*** DOCUMENT ***
We were listening to, ‘Rockin’ Back Inside My Heart’ by Julee Cruise in 1989.
It was from the appropriately named album ‘Floating into the Night’, and it sits very comfortably in the genre of Dream Pop.
Wistful and beautiful, the song was created by David Lynch of Twin Peaks fame. Like most Lynch projects, the song and the accompanying video have a surreal, dreamlike quality.
The song is tightly bound to memories of a friend of mine named Paul Kennedy.
Any song by Big Country will remind me of Paul (especially, ‘Chance’). Another (quite dodgy) song called, ‘Never Gonna Give You Up’ – no, not the Rick Astley one – by Musical Youth (remember, ‘Pass the Dutchie’?) was another of his favourites and always brings him to mind.
He also haunts the corridors of the two OMD albums, ‘Junk Culture’ and ‘Crush’.
But when I hear ‘Rockin’ Back Inside My Heart’, it puts him back in the room with me and I can see him blissing out to the child-like Julee Cruise vocal. The song blew Paul’s mind.
*** ROWS ***
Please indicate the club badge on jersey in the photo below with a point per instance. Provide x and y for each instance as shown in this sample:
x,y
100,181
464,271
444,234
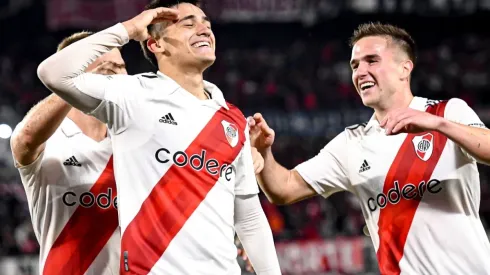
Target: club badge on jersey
***
▶ **GOAL**
Repeat the passage about the Julee Cruise song word for word, beginning at the words "Wistful and beautiful, the" and stopping after "surreal, dreamlike quality.".

▶ **THE RESPONSE**
Wistful and beautiful, the song was created by David Lynch of Twin Peaks fame. Like most Lynch projects, the song and the accompanying video have a surreal, dreamlike quality.